■ SOURCE DATA
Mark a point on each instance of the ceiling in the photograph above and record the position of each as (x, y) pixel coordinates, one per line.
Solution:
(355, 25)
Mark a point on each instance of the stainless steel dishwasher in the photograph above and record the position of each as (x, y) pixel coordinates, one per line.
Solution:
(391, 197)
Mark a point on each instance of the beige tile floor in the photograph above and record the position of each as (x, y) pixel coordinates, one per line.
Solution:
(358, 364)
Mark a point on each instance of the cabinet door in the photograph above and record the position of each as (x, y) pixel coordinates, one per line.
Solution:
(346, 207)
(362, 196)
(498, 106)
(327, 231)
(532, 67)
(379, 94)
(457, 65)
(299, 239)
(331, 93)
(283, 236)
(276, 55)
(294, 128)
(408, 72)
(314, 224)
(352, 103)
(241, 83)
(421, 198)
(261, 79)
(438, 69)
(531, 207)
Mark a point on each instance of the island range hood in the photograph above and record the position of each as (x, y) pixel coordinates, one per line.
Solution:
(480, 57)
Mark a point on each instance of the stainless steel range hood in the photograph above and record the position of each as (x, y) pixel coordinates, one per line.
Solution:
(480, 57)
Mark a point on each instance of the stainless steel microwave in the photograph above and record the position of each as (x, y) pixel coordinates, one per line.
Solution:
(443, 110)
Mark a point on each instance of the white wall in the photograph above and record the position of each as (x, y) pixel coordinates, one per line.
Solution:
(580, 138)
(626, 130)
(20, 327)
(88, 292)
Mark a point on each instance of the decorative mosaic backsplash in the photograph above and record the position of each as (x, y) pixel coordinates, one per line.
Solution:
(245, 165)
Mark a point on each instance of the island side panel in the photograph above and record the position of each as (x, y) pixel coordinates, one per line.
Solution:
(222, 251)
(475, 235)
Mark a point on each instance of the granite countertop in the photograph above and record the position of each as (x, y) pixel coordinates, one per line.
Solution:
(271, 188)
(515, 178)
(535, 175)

■ GIVEN INSTRUCTION
Reproduce the data above verbatim, from the line that contains "Mark a point on each instance of the granite" through the end of the data, both ends included.

■ SOLVED EXERCISE
Mark a point on each instance of the granite countertop in the photograph above and record the position of each as (x, y) pixel coordinates, one per line.
Solution:
(271, 188)
(515, 178)
(535, 175)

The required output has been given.